## Excerpted passage
All that could be deemed to be selective filtering as there are tons of likely-to-be-cheesy genre names that don’t fit so neatly into that semantic hypothesis; progressive house, Italo disco, hi-NRG, J-pop & K-pop, pop-punk, schlager, trance, enka, Christian rock, chill out, country, exotica, kayokyoku, progressive rock, ‘contemporary’ R’n’B, lounge, disco, doo-wop, Eurobeat, bubblegum pop, shibuya-kei, visual-kei, library music, Christmas songs, vaudeville, city pop, gabber, space-age pop and all those styles of metal that are rated really high on RYM, but that I’ve never met a single person who listens to; e.g. power metal, symphonic metal, war metal, atmospheric black metal, neoclassical metal etc. (At least I think all those metal genres are cheesy, I have so little interest in them that maybe I haven’t listened to every subsection of each meta-genre’s niche offshoot to make an informed judgement, but I find them so corny that it must be cheesiness rather than just regular distaste; an unusual variety of cheese, goat’s cheese maybe.) However, the same adjectives as outlined above could be used to describe much that is cheesy within these genres. Also, even the genres that aren’t especially in line with these feminised qualities can be relatively more feminine compared to their nearest related genres. For example, new wave is more feminine, and therefore cheesier, than punk, even if it might not be cheesy on the whole.


Obviously, only a person with the lowest cheese threshold (highest cheese awareness) is going to find everything in these genres cheesy, but many of them are so entwined with the notion of cheese that I don’t know if a track can even belong to that genre without it. Any genre name preceded by Euro- or Italo- is generally a guarantee of cheese, similarly J-pop and K-pop are about the whole cheesy package, not just on the musical level, with every aspect tailored for maximum cheese. A lot of these genres are all too aware of the importance of this cheesiness and use it to their advantage, none more so than those styles of music favoured by the gay community.

Camp and homosexuality are naturally linked, and for good reason. Nearly every artist with a ‘big gay following’ operates within this realm of camp and cheese. This could be an effect of the effeminate (or emasculating) labelling towards gay men by straight society, tying into what I mentioned earlier about the feminine association with cheese, which leads to a confluence of the two, but which is even stronger in this instance because of the underlying disapproval of homosexuality in our culture (well, at least up until secularisation and liberalisation became widespread in the West, but clearly that disapproval still exists among certain sections of society) and the aforementioned negative connotations linked with cheese, strengthening this feeling of disparagement.

Therefore, as a way of adding scorn or derision to a judgement about music, terms like ‘cheese’ and ‘camp’ can be used in the same way as calling a person a ‘faggot’ or a ‘queer’. However, this cheese has been embraced completely by the gay community, until eventually a re-appropriation of the quality of cheesiness has been completed to the point where cheese has become virtually mandatory for the art to be welcomed by the gay population, or the artist to attain ‘gay icon’ status. (I’ll note that in niche gay cultures like that of the ballroom scene on the east coast of the US, this isn’t necessarily the case, but in the wider gay community it still applies).The original criticism produces the reverse of its intended effect, ostracisation, actually galvanising the style and creating a feeling of solidarity among artists.

## Problem
Please answer these questions about the passage on cheesy music:
1. Which genre does it call more feminine, and therefore cheesier, than punk?
2. What is any genre name preceded by Euro- or Italo- generally a guarantee of?
3. In what niche gay culture is cheese said not necessarily to be required?

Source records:
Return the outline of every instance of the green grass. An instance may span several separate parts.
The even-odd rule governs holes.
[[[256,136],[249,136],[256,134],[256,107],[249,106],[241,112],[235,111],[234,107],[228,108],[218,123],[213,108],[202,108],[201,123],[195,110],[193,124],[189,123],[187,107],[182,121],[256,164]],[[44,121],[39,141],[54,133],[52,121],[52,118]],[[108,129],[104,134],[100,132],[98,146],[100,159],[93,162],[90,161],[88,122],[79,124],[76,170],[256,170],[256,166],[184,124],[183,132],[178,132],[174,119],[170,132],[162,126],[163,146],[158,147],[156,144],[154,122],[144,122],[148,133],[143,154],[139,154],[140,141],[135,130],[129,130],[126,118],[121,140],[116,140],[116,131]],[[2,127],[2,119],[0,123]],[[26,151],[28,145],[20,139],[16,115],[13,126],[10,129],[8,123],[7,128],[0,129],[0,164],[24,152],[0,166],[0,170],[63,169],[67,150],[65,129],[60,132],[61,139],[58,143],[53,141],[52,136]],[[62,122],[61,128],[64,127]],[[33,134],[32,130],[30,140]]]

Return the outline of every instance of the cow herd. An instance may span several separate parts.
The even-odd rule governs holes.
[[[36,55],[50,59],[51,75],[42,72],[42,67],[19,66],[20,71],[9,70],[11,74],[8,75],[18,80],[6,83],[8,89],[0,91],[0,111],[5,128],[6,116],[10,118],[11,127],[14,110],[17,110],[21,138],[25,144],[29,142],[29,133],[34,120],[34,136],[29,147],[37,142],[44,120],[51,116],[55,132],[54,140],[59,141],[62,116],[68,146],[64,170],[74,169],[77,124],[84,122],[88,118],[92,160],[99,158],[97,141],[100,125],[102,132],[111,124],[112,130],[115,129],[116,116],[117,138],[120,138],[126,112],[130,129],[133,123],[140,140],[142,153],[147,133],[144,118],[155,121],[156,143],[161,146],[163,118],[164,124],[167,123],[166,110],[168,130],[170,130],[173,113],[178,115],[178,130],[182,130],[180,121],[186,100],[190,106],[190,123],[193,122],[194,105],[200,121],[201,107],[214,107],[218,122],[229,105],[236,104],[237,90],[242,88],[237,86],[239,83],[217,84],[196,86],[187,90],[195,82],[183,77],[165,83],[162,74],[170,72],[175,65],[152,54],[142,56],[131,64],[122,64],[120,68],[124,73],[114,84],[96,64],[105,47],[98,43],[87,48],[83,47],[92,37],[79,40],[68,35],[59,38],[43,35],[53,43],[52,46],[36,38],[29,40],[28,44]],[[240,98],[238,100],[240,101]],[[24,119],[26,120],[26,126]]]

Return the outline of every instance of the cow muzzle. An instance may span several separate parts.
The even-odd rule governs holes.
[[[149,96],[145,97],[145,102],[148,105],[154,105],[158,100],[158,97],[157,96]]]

## Output of the task
1. New wave.
2. Cheese.
3. The ballroom scene on the east coast of the US.